• **THE PROBLEM**
In the output, include exactly the lines from the beginning of the records up to and including the one that contains "# Target: forehead", and leave out the pictures.

DATA TO EXAMINE below:

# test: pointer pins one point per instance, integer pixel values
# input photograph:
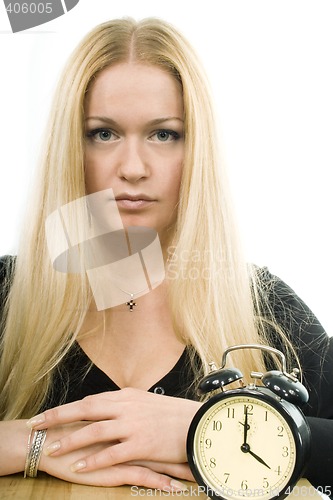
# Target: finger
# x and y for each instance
(106, 431)
(89, 408)
(112, 455)
(130, 474)
(181, 471)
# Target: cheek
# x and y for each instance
(94, 172)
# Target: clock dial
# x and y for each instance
(243, 447)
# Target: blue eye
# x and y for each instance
(100, 134)
(163, 135)
(104, 135)
(166, 135)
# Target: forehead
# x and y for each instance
(129, 85)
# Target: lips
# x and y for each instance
(133, 201)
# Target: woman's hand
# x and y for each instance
(148, 474)
(126, 429)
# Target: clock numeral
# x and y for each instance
(248, 409)
(217, 425)
(244, 485)
(231, 413)
(280, 431)
(226, 476)
(208, 443)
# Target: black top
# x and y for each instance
(77, 377)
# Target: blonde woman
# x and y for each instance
(115, 386)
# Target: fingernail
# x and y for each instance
(81, 464)
(37, 420)
(177, 485)
(51, 448)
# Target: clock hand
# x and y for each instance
(245, 425)
(259, 459)
(246, 449)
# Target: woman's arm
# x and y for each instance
(13, 446)
(130, 425)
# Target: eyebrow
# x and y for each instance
(154, 122)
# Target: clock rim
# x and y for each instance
(291, 413)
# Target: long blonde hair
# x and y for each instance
(210, 289)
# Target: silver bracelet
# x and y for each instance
(34, 452)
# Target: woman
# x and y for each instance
(132, 114)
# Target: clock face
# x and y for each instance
(244, 447)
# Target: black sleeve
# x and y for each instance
(7, 264)
(315, 351)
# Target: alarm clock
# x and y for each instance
(252, 441)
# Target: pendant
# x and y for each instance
(131, 303)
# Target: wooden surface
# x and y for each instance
(45, 487)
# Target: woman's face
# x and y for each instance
(135, 142)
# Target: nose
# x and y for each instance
(133, 162)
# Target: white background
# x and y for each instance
(270, 63)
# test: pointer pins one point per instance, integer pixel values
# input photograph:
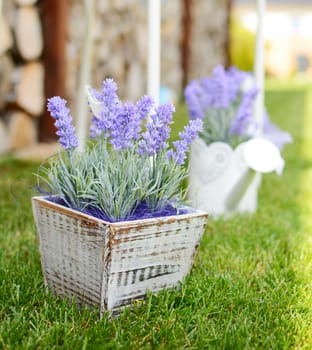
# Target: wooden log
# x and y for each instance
(54, 13)
(29, 39)
(6, 38)
(6, 70)
(4, 146)
(29, 90)
(21, 130)
(25, 2)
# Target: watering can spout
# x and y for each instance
(259, 156)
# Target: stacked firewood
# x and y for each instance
(21, 74)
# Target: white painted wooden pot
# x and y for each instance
(108, 265)
(220, 182)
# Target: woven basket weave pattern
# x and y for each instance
(107, 265)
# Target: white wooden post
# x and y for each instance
(259, 71)
(85, 74)
(153, 63)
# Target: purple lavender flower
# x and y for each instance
(126, 127)
(63, 122)
(158, 131)
(186, 139)
(222, 103)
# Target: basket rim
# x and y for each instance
(193, 213)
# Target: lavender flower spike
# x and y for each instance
(63, 122)
(186, 139)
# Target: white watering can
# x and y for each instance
(224, 181)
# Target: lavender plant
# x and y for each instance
(224, 106)
(129, 170)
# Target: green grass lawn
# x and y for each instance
(250, 287)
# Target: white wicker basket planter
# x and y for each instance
(107, 265)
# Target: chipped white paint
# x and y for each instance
(220, 181)
(108, 265)
(224, 181)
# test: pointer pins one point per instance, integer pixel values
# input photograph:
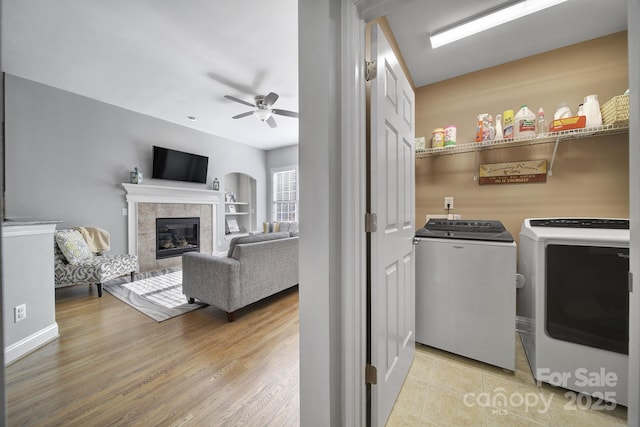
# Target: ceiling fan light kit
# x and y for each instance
(262, 113)
(489, 19)
(262, 108)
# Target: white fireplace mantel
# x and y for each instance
(137, 193)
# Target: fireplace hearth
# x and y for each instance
(175, 236)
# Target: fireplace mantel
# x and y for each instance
(137, 193)
(161, 194)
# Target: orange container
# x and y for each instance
(575, 122)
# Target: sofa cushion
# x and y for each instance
(73, 246)
(254, 239)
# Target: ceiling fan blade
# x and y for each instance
(233, 98)
(285, 113)
(239, 116)
(270, 99)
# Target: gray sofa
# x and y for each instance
(256, 267)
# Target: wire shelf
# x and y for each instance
(544, 138)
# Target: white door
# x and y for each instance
(392, 199)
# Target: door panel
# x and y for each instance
(392, 198)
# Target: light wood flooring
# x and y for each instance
(112, 365)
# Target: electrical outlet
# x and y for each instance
(19, 312)
(448, 202)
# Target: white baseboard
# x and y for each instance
(30, 343)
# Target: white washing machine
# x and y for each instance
(573, 311)
(466, 289)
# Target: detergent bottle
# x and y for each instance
(525, 122)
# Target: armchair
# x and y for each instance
(75, 263)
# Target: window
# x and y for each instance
(285, 194)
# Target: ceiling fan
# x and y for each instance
(262, 108)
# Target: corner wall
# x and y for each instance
(67, 155)
(590, 176)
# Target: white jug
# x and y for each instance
(591, 108)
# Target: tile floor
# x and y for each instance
(444, 389)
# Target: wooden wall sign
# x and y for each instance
(524, 172)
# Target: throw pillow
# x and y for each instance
(73, 246)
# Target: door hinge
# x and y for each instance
(370, 374)
(370, 223)
(370, 70)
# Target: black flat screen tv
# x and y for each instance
(179, 166)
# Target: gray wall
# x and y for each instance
(67, 155)
(282, 157)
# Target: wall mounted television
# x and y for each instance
(179, 166)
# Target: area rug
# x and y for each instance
(157, 294)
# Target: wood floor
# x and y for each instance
(112, 365)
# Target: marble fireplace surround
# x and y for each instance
(148, 202)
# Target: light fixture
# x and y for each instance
(489, 19)
(262, 113)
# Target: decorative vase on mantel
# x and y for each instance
(136, 176)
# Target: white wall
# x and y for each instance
(66, 156)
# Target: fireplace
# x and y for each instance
(175, 236)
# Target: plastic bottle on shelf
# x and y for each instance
(492, 129)
(507, 127)
(480, 127)
(525, 122)
(499, 134)
(541, 123)
(592, 111)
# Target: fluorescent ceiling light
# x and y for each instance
(490, 19)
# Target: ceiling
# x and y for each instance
(174, 59)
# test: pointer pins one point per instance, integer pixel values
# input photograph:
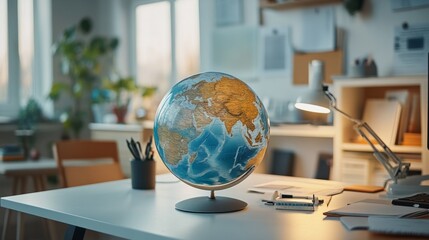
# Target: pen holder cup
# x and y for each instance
(143, 174)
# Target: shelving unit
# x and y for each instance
(353, 162)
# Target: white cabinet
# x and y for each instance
(353, 162)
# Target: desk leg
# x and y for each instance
(74, 233)
(5, 223)
(19, 226)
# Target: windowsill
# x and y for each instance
(43, 126)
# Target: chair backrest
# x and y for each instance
(86, 162)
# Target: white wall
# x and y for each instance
(369, 32)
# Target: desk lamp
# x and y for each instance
(401, 183)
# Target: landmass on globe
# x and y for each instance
(210, 129)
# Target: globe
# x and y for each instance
(211, 130)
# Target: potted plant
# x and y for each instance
(122, 90)
(81, 61)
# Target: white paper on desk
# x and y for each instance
(355, 223)
(408, 226)
(275, 51)
(322, 188)
(365, 209)
(317, 30)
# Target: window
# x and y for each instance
(25, 35)
(166, 42)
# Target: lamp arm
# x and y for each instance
(390, 161)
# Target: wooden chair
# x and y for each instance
(82, 162)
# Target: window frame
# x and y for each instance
(133, 42)
(41, 69)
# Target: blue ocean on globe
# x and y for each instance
(211, 129)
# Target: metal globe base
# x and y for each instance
(211, 204)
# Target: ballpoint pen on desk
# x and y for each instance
(143, 168)
(136, 150)
(279, 196)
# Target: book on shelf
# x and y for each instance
(383, 117)
(412, 139)
(403, 96)
(414, 125)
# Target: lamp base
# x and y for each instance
(211, 205)
(408, 186)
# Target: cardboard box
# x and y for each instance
(333, 65)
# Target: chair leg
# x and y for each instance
(15, 190)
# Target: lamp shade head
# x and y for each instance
(313, 102)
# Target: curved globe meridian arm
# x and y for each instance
(222, 186)
(390, 161)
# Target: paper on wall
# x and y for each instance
(317, 30)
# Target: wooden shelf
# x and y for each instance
(295, 4)
(302, 130)
(357, 147)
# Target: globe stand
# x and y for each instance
(211, 204)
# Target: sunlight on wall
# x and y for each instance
(187, 38)
(153, 44)
(26, 46)
(3, 52)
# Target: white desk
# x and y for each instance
(114, 208)
(20, 172)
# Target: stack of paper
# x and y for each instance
(366, 209)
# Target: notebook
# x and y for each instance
(383, 117)
(366, 209)
(403, 226)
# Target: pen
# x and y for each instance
(294, 196)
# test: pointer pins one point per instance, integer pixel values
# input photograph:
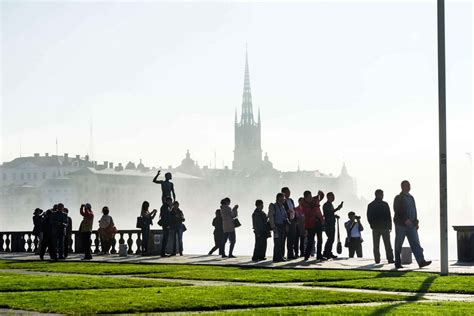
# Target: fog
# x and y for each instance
(352, 83)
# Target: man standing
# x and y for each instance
(167, 187)
(380, 220)
(278, 219)
(330, 219)
(314, 223)
(165, 221)
(406, 225)
(260, 229)
(292, 238)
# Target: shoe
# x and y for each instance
(424, 264)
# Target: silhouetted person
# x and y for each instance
(278, 220)
(58, 232)
(85, 229)
(38, 228)
(177, 228)
(167, 187)
(147, 221)
(380, 220)
(261, 231)
(330, 224)
(68, 237)
(218, 232)
(406, 225)
(45, 242)
(165, 222)
(106, 233)
(299, 212)
(353, 228)
(314, 223)
(292, 226)
(228, 215)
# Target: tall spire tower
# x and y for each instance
(248, 149)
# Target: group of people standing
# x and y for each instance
(300, 228)
(53, 229)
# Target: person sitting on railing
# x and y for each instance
(85, 229)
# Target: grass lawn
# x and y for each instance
(427, 283)
(182, 298)
(402, 308)
(12, 282)
(222, 273)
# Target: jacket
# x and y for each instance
(228, 216)
(312, 214)
(87, 221)
(378, 215)
(400, 210)
(260, 223)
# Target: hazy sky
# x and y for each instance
(335, 81)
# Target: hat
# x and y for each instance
(37, 211)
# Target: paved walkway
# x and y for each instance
(342, 263)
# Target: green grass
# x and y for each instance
(402, 308)
(195, 272)
(12, 282)
(428, 283)
(186, 298)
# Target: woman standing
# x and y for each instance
(177, 228)
(106, 230)
(147, 218)
(85, 229)
(218, 233)
(228, 215)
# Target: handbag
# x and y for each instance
(339, 246)
(139, 222)
(236, 222)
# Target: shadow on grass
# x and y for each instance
(424, 287)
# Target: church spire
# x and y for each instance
(247, 110)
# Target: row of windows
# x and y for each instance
(31, 176)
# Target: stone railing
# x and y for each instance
(25, 241)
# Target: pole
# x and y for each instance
(443, 187)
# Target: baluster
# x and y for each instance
(96, 243)
(71, 242)
(130, 243)
(7, 243)
(113, 243)
(1, 243)
(29, 242)
(139, 243)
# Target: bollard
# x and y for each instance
(406, 255)
(123, 250)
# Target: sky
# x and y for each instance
(352, 82)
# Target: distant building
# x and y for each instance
(41, 181)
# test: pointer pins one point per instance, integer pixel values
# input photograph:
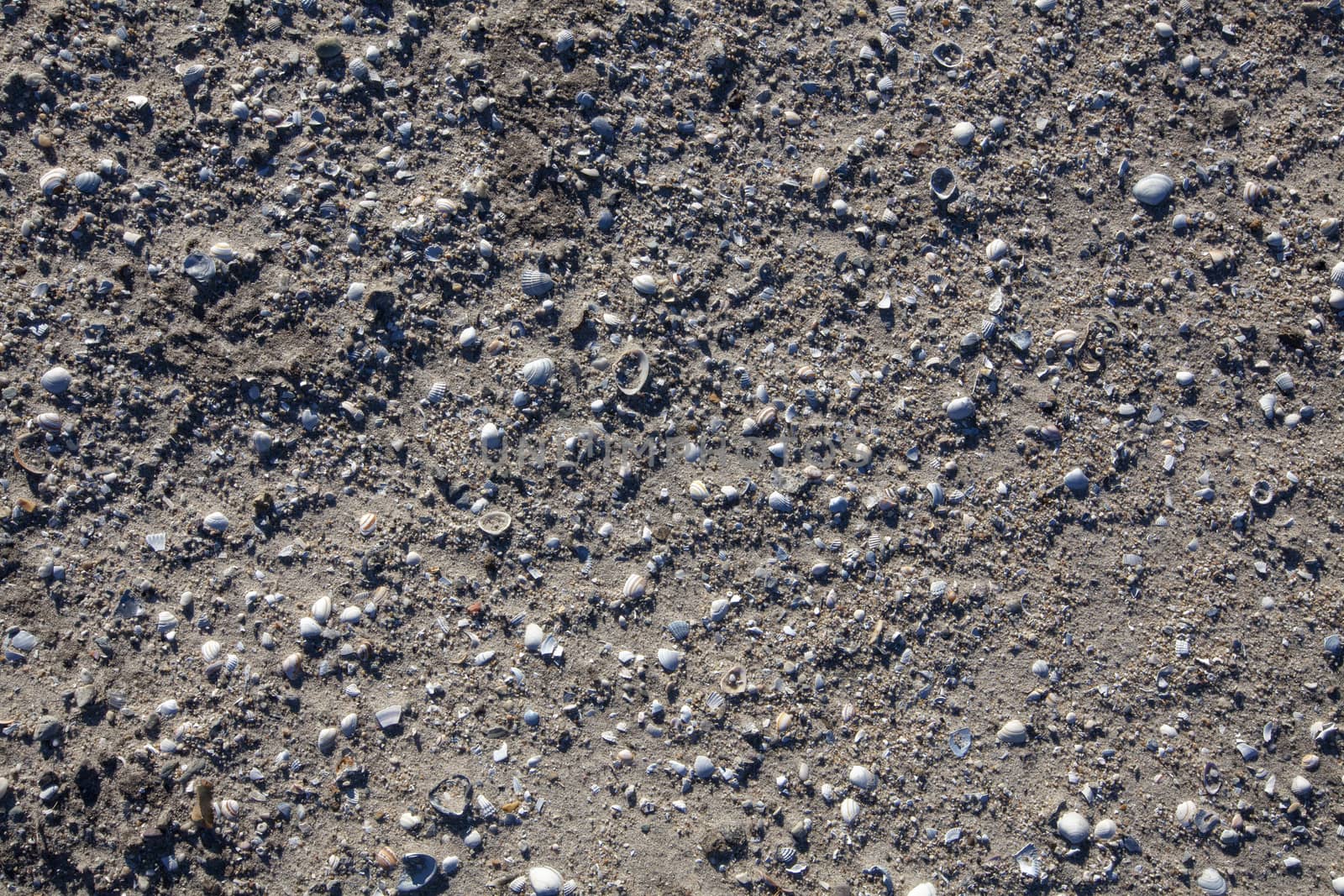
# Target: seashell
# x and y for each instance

End of DATA TO EXAMINE.

• **EXERCISE RESPONSE**
# test: pointer pins one point per instance, integer pixel values
# input photograph:
# Target: finger
# x and y for each instance
(106, 431)
(89, 408)
(112, 455)
(130, 474)
(181, 471)
# Target: cheek
# x and y for each instance
(94, 172)
# Target: clock dial
# x and y for each instance
(243, 447)
# Target: blue eye
# x and y for each instance
(100, 134)
(163, 135)
(104, 135)
(166, 135)
# Target: forehead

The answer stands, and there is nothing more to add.